═════ Exercise data ═════

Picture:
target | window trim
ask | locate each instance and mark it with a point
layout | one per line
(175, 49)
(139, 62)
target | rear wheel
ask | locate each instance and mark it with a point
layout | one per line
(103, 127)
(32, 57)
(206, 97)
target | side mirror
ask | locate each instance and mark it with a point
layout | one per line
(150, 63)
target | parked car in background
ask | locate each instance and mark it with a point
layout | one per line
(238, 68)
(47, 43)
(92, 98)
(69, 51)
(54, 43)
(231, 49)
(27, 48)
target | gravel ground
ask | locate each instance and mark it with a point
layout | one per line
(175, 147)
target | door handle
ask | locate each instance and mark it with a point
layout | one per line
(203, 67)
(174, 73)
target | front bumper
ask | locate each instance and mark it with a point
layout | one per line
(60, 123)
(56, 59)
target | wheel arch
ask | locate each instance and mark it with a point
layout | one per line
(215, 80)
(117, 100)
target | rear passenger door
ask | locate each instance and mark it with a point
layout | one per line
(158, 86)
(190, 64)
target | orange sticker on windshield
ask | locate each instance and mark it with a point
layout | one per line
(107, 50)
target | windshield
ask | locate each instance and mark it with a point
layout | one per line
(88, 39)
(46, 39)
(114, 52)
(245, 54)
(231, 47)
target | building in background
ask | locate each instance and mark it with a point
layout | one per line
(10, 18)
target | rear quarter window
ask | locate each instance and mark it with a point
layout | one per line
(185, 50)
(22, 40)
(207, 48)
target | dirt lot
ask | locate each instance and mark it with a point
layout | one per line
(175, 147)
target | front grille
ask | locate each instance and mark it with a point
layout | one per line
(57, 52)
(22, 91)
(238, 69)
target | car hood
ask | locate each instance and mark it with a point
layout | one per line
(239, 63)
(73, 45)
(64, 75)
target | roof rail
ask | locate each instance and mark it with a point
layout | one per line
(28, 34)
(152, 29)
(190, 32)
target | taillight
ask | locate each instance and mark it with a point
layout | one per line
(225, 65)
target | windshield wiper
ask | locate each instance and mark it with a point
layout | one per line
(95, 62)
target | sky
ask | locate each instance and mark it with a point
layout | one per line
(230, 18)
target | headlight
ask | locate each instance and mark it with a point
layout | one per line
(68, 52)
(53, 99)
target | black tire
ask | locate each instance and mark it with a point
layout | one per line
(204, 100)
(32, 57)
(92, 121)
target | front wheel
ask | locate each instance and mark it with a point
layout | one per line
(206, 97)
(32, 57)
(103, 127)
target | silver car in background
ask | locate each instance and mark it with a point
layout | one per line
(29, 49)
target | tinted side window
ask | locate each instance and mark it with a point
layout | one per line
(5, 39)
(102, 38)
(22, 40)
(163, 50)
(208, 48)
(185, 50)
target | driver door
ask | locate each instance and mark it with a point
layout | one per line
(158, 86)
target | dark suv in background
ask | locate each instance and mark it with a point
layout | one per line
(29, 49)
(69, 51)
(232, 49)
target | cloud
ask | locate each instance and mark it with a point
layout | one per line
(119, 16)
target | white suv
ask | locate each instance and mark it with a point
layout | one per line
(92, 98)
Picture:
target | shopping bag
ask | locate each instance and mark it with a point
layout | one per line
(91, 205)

═════

## Assignment
Here, the records must be output exactly and in full.

## Output for this task
Picture:
target | window trim
ask | locate each instance and mark it with a point
layout | one per line
(175, 49)
(139, 62)
target | rear wheel
ask | locate each instance and mark it with a point
layout | one per line
(103, 127)
(32, 57)
(206, 97)
target | side mirror
ask | locate each instance and mark it with a point
layout | one per line
(150, 63)
target | parked car in background
ask | locate each instance and mark it with a point
layout | one per line
(238, 68)
(47, 43)
(92, 98)
(69, 51)
(54, 43)
(231, 49)
(27, 48)
target | gravel ground
ask | locate each instance and mark it with a point
layout | one per line
(175, 147)
target | door handle
ask | locate each instance and mark it with a point
layout | one per line
(203, 67)
(174, 73)
target | front bumper
ask | locate each instance and mark it with a point
layout | one per line
(60, 123)
(56, 59)
target | wheel arch
ask | locate each instance and mark it with a point
layout | one per line
(215, 80)
(117, 100)
target | rear passenger door
ask | locate each instance and mark it with a point
layout | one per line
(158, 86)
(190, 64)
target | orange sticker on windshield
ask | locate each instance and mark it with a point
layout | one per line
(107, 50)
target | windshield
ask | locate each instance and mark it with a point
layout | one per line
(88, 39)
(46, 39)
(114, 52)
(245, 54)
(231, 47)
target | building in background
ask | locate each instance and mark it with a point
layout | one per line
(10, 18)
target | rear quarter window
ask | locate each instance and mark it with a point
layout | one per line
(185, 50)
(22, 40)
(207, 48)
target | dirt lot
ask | locate each instance and mark it with a point
layout | one per line
(175, 147)
target | front grille
ask | locate each instance and mark it with a point
layout | one per line
(57, 52)
(22, 91)
(238, 69)
target | car hood
ask | locate each instance and mark it with a point
layout | one per line
(239, 63)
(73, 45)
(64, 75)
target | roof rail
ask | locate each instance and mark it with a point
layout | one per line
(28, 34)
(152, 29)
(190, 32)
target | taillight
ask | locate each instance and mark it with a point
layout | one per line
(225, 65)
target | windshield wiper
ask | locate each instance and mark it with a point
layout | one per line
(95, 62)
target | sky
ask | locate each instance and mark it with a point
layout | one per line
(230, 18)
target | headlight
ask | locate each instance and mark it with a point
layout | one per line
(68, 52)
(53, 99)
target | black tire
ask | locate each instance and mark it with a point
layout | one per line
(204, 100)
(32, 57)
(92, 121)
target | front wheel
ask | locate each instance and mark it with a point
layout | one per line
(206, 97)
(32, 57)
(103, 127)
target | silver car in background
ask | locate each instance and mark it with a point
layout | one per line
(29, 49)
target | tinted side window
ask | locate each instance and mark it with a point
layout | one per line
(5, 39)
(102, 38)
(22, 40)
(163, 50)
(208, 48)
(185, 50)
target | driver door
ask | locate each instance and mark it with a point
layout | one per line
(158, 86)
target | dark suv in background
ask | locate each instance and mark it with a point
layout | one per line
(29, 49)
(69, 51)
(232, 49)
target | cloud
ask | locate each instance and mark it with a point
layout | one per line
(119, 16)
target | white suv
ask | locate each instance and mark it with a point
layout | one per line
(92, 98)
Picture:
target | shopping bag
ask | locate each instance and mark it with a point
layout | one per line
(91, 205)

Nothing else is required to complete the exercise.